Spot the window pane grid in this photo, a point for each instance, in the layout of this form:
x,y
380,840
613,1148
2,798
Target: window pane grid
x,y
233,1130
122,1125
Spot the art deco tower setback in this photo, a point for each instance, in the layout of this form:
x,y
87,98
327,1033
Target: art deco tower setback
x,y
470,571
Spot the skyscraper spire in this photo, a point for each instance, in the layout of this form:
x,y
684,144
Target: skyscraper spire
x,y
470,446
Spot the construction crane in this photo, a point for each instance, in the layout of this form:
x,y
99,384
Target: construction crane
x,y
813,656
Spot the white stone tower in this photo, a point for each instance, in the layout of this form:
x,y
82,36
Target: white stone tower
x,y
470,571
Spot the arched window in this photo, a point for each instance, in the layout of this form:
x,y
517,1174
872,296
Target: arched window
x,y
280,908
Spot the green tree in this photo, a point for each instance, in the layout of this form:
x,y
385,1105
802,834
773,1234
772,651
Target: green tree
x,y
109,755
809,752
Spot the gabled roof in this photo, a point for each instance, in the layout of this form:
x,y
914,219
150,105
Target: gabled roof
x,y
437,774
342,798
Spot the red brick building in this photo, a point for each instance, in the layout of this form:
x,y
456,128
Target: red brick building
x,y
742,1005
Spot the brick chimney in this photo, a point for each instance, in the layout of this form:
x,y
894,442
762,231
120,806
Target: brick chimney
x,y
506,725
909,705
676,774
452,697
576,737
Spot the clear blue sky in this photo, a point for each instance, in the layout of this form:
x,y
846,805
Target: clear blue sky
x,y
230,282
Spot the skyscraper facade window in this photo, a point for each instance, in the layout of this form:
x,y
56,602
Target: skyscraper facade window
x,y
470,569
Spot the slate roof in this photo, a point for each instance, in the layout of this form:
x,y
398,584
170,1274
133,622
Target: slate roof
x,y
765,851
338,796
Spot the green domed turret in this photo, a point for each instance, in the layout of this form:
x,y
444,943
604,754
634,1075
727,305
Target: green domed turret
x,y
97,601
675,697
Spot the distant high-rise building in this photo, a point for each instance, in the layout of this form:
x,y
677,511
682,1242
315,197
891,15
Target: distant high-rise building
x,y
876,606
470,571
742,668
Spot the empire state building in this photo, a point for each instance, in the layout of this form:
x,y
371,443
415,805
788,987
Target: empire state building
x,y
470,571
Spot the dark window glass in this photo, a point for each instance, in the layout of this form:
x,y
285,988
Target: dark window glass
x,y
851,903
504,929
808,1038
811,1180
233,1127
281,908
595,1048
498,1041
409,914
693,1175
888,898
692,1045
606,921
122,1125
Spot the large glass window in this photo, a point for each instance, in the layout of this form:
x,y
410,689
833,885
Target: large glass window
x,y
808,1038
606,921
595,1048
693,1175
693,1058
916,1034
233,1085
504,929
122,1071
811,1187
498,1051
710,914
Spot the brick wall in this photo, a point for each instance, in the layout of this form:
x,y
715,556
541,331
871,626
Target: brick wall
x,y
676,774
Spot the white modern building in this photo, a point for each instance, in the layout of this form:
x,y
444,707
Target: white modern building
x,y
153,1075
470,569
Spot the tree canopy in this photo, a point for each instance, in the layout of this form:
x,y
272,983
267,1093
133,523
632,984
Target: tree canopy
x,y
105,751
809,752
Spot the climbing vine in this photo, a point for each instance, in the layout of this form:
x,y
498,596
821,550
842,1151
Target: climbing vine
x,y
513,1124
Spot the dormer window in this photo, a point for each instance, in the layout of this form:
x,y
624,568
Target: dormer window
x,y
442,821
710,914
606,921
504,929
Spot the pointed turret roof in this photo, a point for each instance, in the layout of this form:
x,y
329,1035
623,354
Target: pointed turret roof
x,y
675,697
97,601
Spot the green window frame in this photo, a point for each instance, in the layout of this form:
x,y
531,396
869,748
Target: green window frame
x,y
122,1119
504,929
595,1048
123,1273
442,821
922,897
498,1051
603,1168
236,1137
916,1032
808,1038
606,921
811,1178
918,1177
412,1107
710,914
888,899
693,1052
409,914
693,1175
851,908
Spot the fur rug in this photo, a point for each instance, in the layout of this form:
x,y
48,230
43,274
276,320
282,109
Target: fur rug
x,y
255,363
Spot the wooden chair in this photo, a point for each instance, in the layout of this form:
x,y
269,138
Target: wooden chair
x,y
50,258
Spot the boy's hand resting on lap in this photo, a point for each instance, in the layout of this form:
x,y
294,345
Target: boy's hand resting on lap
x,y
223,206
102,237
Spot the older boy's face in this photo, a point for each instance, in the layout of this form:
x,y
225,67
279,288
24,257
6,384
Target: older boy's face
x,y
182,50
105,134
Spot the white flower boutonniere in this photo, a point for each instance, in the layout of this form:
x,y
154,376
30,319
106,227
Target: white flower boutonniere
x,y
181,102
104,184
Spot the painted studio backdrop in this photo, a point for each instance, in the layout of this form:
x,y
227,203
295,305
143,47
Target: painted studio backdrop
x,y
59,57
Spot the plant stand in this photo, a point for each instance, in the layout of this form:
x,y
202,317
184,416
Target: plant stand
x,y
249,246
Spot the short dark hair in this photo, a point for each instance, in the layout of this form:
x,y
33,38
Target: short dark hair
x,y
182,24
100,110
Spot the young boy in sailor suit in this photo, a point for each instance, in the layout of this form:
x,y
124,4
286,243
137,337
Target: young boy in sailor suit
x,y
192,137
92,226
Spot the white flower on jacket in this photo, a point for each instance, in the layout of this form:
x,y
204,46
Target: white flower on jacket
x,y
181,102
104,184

Description of the task>
All lines from the one containing "Spot the painted" through the final line of the listing above are to be reproduced exactly; include both and add nothing.

Answer to this exercise>
Spot the painted studio backdrop in this photo, a point for each instance, in the layout of this form:
x,y
227,203
295,305
143,47
Target: painted studio backdrop
x,y
59,57
Spot the plant stand in this photo, a point for each instance, in the layout of this form:
x,y
202,317
184,416
Target: plant stand
x,y
249,246
Spot the short dark hair in this photo, a point for each instance, in the layout of this form:
x,y
33,38
Target: short dark hair
x,y
182,24
100,110
Spot the young boy in sailor suit in this photo, a point for each instance, in the layout of this form:
x,y
124,4
286,243
137,337
Target: young boy in sailor suit
x,y
192,137
92,226
Spot the white flower on jacket in this photo, a point for each instance, in the layout of this form:
x,y
204,46
Target: white flower on jacket
x,y
181,102
104,184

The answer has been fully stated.